WHAT IS NEEDED
The whole of the data is to be reproduced exactly.

Records from a data collection:
+===+

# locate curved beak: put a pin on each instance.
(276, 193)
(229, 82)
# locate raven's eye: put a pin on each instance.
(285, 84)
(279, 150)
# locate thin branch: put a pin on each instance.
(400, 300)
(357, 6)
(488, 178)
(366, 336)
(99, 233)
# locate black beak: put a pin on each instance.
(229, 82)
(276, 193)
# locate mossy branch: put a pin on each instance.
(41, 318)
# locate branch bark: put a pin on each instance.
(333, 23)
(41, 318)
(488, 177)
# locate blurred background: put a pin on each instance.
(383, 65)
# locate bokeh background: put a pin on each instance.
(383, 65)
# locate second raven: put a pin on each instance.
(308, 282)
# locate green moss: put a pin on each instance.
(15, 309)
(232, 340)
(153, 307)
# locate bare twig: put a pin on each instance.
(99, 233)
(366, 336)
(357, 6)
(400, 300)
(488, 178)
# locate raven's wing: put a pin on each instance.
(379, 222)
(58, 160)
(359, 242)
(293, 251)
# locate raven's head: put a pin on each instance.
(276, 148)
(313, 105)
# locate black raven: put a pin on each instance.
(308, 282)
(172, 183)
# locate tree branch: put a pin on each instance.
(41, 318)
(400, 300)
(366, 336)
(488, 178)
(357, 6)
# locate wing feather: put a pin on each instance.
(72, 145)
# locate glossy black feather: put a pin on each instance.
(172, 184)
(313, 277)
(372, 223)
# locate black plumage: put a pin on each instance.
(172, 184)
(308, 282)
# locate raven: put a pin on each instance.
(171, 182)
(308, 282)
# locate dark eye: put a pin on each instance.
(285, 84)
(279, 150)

+===+

WRITTEN SOLUTION
# locate curved beak: put a pin on each instance.
(276, 193)
(229, 82)
# locate raven's eye: put a pin on each instance.
(285, 84)
(279, 150)
# locate thin branch: put a pin on each instance.
(400, 300)
(357, 6)
(488, 178)
(366, 336)
(99, 233)
# locate black beak: put a pin on each instance.
(229, 82)
(276, 193)
# locate mossy branch: put a pin on each instance.
(41, 318)
# locate branch bark: put a pin on each instance.
(333, 23)
(41, 318)
(488, 177)
# locate blurred background: put a pin on each instance.
(383, 65)
# locate bokeh background: put a pin on each instance.
(383, 65)
# locate second raven: put a pin on each instance.
(308, 282)
# locate green moss: put a pin on each instance.
(15, 309)
(232, 340)
(153, 307)
# locate bare twig: put a pin on each instance.
(99, 233)
(366, 336)
(357, 6)
(400, 300)
(488, 178)
# locate raven's wing: put a pin on each instance.
(379, 222)
(58, 160)
(359, 242)
(293, 251)
# locate raven's head: put a pin on each instance.
(276, 148)
(313, 105)
# locate black raven: put a pin on each instance.
(308, 282)
(172, 183)
# locate tree branch: put a pin on each instance.
(41, 318)
(400, 300)
(366, 336)
(488, 178)
(357, 6)
# locate wing feather: put a pin on each instance.
(72, 145)
# locate glossy black feather: put a pin on each instance.
(172, 184)
(313, 277)
(372, 223)
# locate black plumage: put a pin on each instance.
(172, 184)
(308, 282)
# locate raven: put a pin on each instance.
(171, 182)
(308, 282)
# locate dark eye: put a pin on each instance.
(285, 84)
(279, 150)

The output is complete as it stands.